GIVEN PROBLEM: Copy the entries below word for word, starting at the first line and stopping after the line that contains "top-left (0, 0), bottom-right (150, 56)". Omit the pictures from your copy.

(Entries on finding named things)
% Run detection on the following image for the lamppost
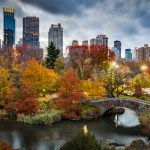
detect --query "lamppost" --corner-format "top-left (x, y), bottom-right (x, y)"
top-left (141, 65), bottom-right (147, 72)
top-left (109, 62), bottom-right (119, 97)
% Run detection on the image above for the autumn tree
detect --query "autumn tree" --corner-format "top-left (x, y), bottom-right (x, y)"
top-left (45, 42), bottom-right (60, 69)
top-left (5, 84), bottom-right (39, 115)
top-left (69, 45), bottom-right (91, 80)
top-left (58, 70), bottom-right (84, 118)
top-left (54, 57), bottom-right (65, 75)
top-left (82, 80), bottom-right (106, 99)
top-left (132, 72), bottom-right (150, 97)
top-left (89, 45), bottom-right (115, 72)
top-left (99, 66), bottom-right (132, 97)
top-left (0, 68), bottom-right (12, 105)
top-left (60, 70), bottom-right (81, 94)
top-left (20, 58), bottom-right (57, 93)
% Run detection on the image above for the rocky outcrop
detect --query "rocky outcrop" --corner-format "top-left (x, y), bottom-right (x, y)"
top-left (125, 139), bottom-right (150, 150)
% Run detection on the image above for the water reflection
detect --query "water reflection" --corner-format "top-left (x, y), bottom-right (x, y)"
top-left (0, 118), bottom-right (147, 150)
top-left (114, 108), bottom-right (140, 127)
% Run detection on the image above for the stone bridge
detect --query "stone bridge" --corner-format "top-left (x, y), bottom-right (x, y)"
top-left (90, 98), bottom-right (150, 115)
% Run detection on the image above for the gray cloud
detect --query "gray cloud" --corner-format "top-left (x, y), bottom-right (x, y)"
top-left (20, 0), bottom-right (100, 15)
top-left (0, 0), bottom-right (150, 56)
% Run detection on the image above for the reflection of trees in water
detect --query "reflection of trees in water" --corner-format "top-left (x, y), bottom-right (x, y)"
top-left (0, 118), bottom-right (148, 149)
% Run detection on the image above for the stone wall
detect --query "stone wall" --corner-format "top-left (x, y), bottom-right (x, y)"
top-left (89, 98), bottom-right (150, 115)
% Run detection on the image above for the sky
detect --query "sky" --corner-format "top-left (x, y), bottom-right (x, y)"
top-left (0, 0), bottom-right (150, 57)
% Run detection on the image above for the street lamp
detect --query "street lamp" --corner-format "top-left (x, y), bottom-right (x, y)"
top-left (141, 65), bottom-right (147, 71)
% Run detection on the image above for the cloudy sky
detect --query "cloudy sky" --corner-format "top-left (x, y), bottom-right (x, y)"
top-left (0, 0), bottom-right (150, 57)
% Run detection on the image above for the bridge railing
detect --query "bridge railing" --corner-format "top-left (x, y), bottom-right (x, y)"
top-left (91, 98), bottom-right (150, 105)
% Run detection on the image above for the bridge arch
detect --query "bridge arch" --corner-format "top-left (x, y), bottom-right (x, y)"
top-left (91, 98), bottom-right (150, 116)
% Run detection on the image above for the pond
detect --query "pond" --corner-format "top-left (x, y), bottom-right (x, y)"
top-left (0, 110), bottom-right (148, 150)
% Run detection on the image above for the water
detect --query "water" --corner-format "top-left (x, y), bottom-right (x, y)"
top-left (114, 108), bottom-right (140, 127)
top-left (0, 110), bottom-right (148, 150)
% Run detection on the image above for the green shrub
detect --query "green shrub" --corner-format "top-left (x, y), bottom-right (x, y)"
top-left (17, 109), bottom-right (61, 125)
top-left (60, 131), bottom-right (101, 150)
top-left (81, 105), bottom-right (101, 119)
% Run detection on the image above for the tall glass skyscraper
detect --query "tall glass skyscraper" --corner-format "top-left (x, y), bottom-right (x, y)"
top-left (125, 48), bottom-right (132, 60)
top-left (3, 7), bottom-right (15, 46)
top-left (114, 40), bottom-right (121, 59)
top-left (48, 23), bottom-right (63, 56)
top-left (23, 16), bottom-right (39, 50)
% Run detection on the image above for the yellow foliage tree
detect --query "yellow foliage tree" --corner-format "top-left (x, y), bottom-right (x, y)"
top-left (0, 68), bottom-right (12, 104)
top-left (20, 58), bottom-right (57, 92)
top-left (82, 80), bottom-right (106, 98)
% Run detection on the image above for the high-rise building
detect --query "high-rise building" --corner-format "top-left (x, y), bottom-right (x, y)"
top-left (72, 40), bottom-right (78, 46)
top-left (90, 39), bottom-right (96, 45)
top-left (48, 23), bottom-right (63, 56)
top-left (0, 39), bottom-right (2, 49)
top-left (23, 16), bottom-right (40, 50)
top-left (114, 40), bottom-right (121, 59)
top-left (111, 47), bottom-right (120, 60)
top-left (132, 47), bottom-right (137, 60)
top-left (82, 40), bottom-right (88, 46)
top-left (3, 7), bottom-right (15, 46)
top-left (96, 34), bottom-right (108, 46)
top-left (17, 39), bottom-right (23, 45)
top-left (125, 48), bottom-right (132, 60)
top-left (136, 44), bottom-right (150, 61)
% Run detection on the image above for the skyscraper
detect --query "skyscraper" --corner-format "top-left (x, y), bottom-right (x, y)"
top-left (136, 44), bottom-right (150, 61)
top-left (23, 16), bottom-right (39, 50)
top-left (48, 23), bottom-right (63, 56)
top-left (125, 48), bottom-right (132, 60)
top-left (82, 40), bottom-right (88, 46)
top-left (111, 47), bottom-right (119, 60)
top-left (3, 7), bottom-right (15, 46)
top-left (0, 39), bottom-right (2, 49)
top-left (96, 34), bottom-right (108, 46)
top-left (72, 40), bottom-right (79, 46)
top-left (114, 40), bottom-right (121, 59)
top-left (90, 39), bottom-right (96, 45)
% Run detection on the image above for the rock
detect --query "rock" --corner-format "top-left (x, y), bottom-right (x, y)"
top-left (126, 139), bottom-right (147, 150)
top-left (103, 107), bottom-right (125, 117)
top-left (106, 139), bottom-right (125, 146)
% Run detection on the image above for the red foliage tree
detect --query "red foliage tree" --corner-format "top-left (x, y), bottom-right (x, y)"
top-left (5, 85), bottom-right (39, 115)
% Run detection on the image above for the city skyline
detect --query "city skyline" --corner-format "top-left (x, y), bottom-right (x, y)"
top-left (0, 0), bottom-right (150, 57)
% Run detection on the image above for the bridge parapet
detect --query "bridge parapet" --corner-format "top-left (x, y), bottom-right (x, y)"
top-left (86, 98), bottom-right (150, 115)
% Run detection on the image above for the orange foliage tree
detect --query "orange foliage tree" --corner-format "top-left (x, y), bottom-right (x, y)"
top-left (5, 85), bottom-right (39, 115)
top-left (60, 70), bottom-right (81, 94)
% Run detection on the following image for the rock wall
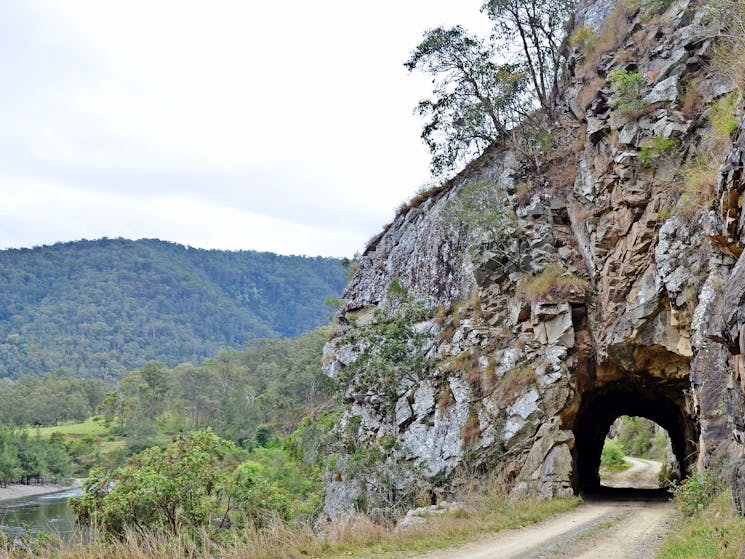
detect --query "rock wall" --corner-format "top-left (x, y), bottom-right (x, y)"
top-left (324, 0), bottom-right (745, 516)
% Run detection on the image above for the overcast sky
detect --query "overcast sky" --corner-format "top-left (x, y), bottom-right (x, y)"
top-left (0, 0), bottom-right (496, 256)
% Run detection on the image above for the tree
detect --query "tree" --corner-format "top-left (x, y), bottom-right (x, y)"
top-left (70, 431), bottom-right (236, 537)
top-left (404, 26), bottom-right (525, 175)
top-left (481, 0), bottom-right (576, 115)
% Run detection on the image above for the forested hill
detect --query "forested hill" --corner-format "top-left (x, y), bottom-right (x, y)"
top-left (0, 239), bottom-right (346, 378)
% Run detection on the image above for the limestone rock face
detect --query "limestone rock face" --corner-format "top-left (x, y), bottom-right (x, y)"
top-left (324, 0), bottom-right (745, 516)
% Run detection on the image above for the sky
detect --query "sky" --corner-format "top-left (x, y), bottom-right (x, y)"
top-left (0, 0), bottom-right (489, 256)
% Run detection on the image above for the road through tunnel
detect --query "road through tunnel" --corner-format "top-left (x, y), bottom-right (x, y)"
top-left (573, 375), bottom-right (699, 493)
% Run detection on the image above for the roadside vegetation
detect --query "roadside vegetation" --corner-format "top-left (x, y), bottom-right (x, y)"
top-left (658, 472), bottom-right (745, 559)
top-left (0, 470), bottom-right (580, 559)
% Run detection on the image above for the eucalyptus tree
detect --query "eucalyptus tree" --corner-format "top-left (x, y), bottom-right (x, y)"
top-left (404, 26), bottom-right (526, 175)
top-left (482, 0), bottom-right (576, 115)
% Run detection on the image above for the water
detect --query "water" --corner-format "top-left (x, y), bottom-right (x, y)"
top-left (0, 487), bottom-right (82, 538)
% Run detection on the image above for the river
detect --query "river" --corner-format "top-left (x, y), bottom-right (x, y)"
top-left (0, 487), bottom-right (81, 538)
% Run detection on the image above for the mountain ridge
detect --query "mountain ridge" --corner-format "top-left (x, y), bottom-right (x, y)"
top-left (0, 238), bottom-right (347, 378)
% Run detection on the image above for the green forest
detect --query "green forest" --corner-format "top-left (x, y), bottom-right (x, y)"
top-left (0, 239), bottom-right (347, 380)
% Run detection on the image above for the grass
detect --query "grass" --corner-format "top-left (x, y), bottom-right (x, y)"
top-left (658, 491), bottom-right (745, 559)
top-left (600, 439), bottom-right (631, 477)
top-left (575, 0), bottom-right (640, 76)
top-left (517, 263), bottom-right (590, 302)
top-left (35, 417), bottom-right (109, 437)
top-left (498, 365), bottom-right (538, 405)
top-left (0, 480), bottom-right (580, 559)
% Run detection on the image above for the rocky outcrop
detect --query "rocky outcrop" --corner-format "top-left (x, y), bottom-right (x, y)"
top-left (324, 0), bottom-right (745, 516)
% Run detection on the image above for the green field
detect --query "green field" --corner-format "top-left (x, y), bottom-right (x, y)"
top-left (34, 417), bottom-right (109, 437)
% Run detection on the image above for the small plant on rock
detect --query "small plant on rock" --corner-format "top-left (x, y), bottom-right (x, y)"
top-left (639, 136), bottom-right (678, 167)
top-left (673, 470), bottom-right (722, 516)
top-left (610, 69), bottom-right (646, 118)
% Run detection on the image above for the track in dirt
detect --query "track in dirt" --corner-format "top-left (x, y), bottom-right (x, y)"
top-left (417, 458), bottom-right (676, 559)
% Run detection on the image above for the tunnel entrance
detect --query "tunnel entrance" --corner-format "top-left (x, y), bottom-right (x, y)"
top-left (600, 415), bottom-right (680, 489)
top-left (573, 375), bottom-right (698, 494)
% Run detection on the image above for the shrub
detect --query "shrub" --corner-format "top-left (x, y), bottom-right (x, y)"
top-left (578, 0), bottom-right (639, 76)
top-left (609, 68), bottom-right (646, 118)
top-left (639, 136), bottom-right (678, 166)
top-left (673, 470), bottom-right (722, 516)
top-left (516, 263), bottom-right (590, 302)
top-left (499, 365), bottom-right (538, 404)
top-left (709, 89), bottom-right (740, 141)
top-left (641, 0), bottom-right (673, 19)
top-left (600, 439), bottom-right (629, 472)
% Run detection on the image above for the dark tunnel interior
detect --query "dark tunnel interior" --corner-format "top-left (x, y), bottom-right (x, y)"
top-left (574, 377), bottom-right (698, 494)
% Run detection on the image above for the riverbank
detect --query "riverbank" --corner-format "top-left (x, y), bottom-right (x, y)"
top-left (0, 479), bottom-right (80, 503)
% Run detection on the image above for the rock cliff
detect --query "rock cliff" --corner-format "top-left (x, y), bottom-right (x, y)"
top-left (324, 0), bottom-right (745, 516)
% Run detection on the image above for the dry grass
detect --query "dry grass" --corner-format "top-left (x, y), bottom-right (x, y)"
top-left (498, 365), bottom-right (538, 404)
top-left (657, 491), bottom-right (745, 559)
top-left (577, 0), bottom-right (639, 77)
top-left (575, 76), bottom-right (606, 111)
top-left (516, 263), bottom-right (590, 302)
top-left (680, 78), bottom-right (704, 120)
top-left (0, 486), bottom-right (580, 559)
top-left (437, 383), bottom-right (455, 411)
top-left (460, 408), bottom-right (481, 448)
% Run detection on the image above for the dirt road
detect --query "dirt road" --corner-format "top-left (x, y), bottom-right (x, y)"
top-left (418, 501), bottom-right (675, 559)
top-left (601, 456), bottom-right (662, 489)
top-left (417, 458), bottom-right (676, 559)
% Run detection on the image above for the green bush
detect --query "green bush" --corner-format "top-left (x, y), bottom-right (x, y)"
top-left (673, 470), bottom-right (722, 516)
top-left (641, 0), bottom-right (673, 19)
top-left (600, 439), bottom-right (629, 472)
top-left (610, 69), bottom-right (646, 118)
top-left (709, 90), bottom-right (740, 140)
top-left (639, 136), bottom-right (678, 166)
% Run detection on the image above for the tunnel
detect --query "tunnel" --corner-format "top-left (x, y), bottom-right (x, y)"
top-left (573, 375), bottom-right (699, 494)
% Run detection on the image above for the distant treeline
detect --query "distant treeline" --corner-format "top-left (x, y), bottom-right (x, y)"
top-left (100, 329), bottom-right (331, 450)
top-left (0, 239), bottom-right (347, 380)
top-left (0, 370), bottom-right (106, 426)
top-left (0, 427), bottom-right (68, 486)
top-left (0, 328), bottom-right (331, 450)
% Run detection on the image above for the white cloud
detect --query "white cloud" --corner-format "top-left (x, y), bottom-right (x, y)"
top-left (5, 0), bottom-right (496, 255)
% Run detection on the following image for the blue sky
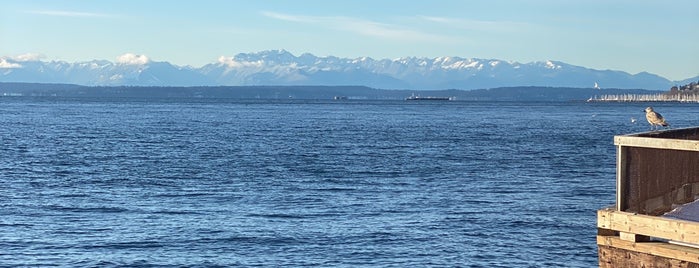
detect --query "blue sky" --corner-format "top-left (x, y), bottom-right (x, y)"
top-left (0, 0), bottom-right (699, 80)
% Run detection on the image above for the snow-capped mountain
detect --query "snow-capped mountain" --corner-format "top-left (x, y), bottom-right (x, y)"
top-left (0, 50), bottom-right (673, 90)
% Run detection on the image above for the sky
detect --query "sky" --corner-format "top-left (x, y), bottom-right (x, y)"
top-left (0, 0), bottom-right (699, 80)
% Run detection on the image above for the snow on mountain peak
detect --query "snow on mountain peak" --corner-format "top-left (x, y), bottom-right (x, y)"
top-left (218, 56), bottom-right (264, 68)
top-left (546, 60), bottom-right (562, 70)
top-left (117, 53), bottom-right (150, 65)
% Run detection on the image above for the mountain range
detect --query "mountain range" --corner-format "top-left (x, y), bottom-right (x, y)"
top-left (0, 50), bottom-right (699, 90)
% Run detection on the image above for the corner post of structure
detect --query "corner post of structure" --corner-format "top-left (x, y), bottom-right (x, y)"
top-left (616, 145), bottom-right (628, 211)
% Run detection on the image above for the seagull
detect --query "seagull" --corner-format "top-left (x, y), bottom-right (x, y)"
top-left (645, 107), bottom-right (670, 130)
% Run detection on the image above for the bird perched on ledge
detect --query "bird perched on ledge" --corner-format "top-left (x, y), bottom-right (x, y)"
top-left (645, 107), bottom-right (670, 130)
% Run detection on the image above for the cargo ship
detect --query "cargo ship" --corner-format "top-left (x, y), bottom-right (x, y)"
top-left (405, 94), bottom-right (454, 101)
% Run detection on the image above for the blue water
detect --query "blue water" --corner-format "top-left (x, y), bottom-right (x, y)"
top-left (0, 98), bottom-right (699, 267)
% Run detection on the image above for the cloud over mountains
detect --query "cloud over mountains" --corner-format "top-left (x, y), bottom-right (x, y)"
top-left (0, 50), bottom-right (674, 90)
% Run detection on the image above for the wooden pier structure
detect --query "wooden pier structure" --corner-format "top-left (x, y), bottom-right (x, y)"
top-left (597, 128), bottom-right (699, 268)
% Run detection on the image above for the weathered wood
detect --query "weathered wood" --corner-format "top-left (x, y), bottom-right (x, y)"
top-left (597, 210), bottom-right (699, 245)
top-left (614, 136), bottom-right (699, 151)
top-left (619, 232), bottom-right (650, 242)
top-left (616, 145), bottom-right (628, 211)
top-left (597, 236), bottom-right (699, 268)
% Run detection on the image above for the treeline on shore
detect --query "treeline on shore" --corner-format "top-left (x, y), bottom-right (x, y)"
top-left (0, 83), bottom-right (658, 101)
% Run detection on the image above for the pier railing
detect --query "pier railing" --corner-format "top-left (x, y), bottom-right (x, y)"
top-left (597, 128), bottom-right (699, 267)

SOLUTION TO THE EXERCISE:
% Run detection on the following image for the lamppost
detect --query "lamppost" --corner-format "top-left (x, y), bottom-right (x, y)"
top-left (141, 65), bottom-right (147, 72)
top-left (109, 62), bottom-right (119, 97)
% Run detection on the image above for the autumn tree
detect --query "autumn tree" --corner-format "top-left (x, y), bottom-right (x, y)"
top-left (45, 42), bottom-right (60, 69)
top-left (5, 84), bottom-right (39, 115)
top-left (69, 45), bottom-right (91, 80)
top-left (58, 70), bottom-right (84, 118)
top-left (54, 57), bottom-right (65, 75)
top-left (82, 80), bottom-right (106, 99)
top-left (132, 72), bottom-right (150, 97)
top-left (89, 45), bottom-right (115, 72)
top-left (99, 66), bottom-right (132, 97)
top-left (0, 68), bottom-right (12, 105)
top-left (60, 70), bottom-right (81, 94)
top-left (20, 58), bottom-right (57, 93)
% Run detection on the image above for the rocky outcrop
detect --query "rocky outcrop" --corner-format "top-left (x, y), bottom-right (x, y)"
top-left (125, 139), bottom-right (150, 150)
% Run detection on the image above for the water reflection
detect --query "water reflection" --corner-format "top-left (x, y), bottom-right (x, y)"
top-left (0, 118), bottom-right (147, 150)
top-left (114, 108), bottom-right (140, 127)
% Run detection on the image above for the stone bridge
detect --query "stone bridge" --corner-format "top-left (x, y), bottom-right (x, y)"
top-left (90, 98), bottom-right (150, 115)
% Run detection on the image above for the gray cloud
detect --query "gray cloud" --corner-format "top-left (x, y), bottom-right (x, y)"
top-left (20, 0), bottom-right (100, 15)
top-left (0, 0), bottom-right (150, 56)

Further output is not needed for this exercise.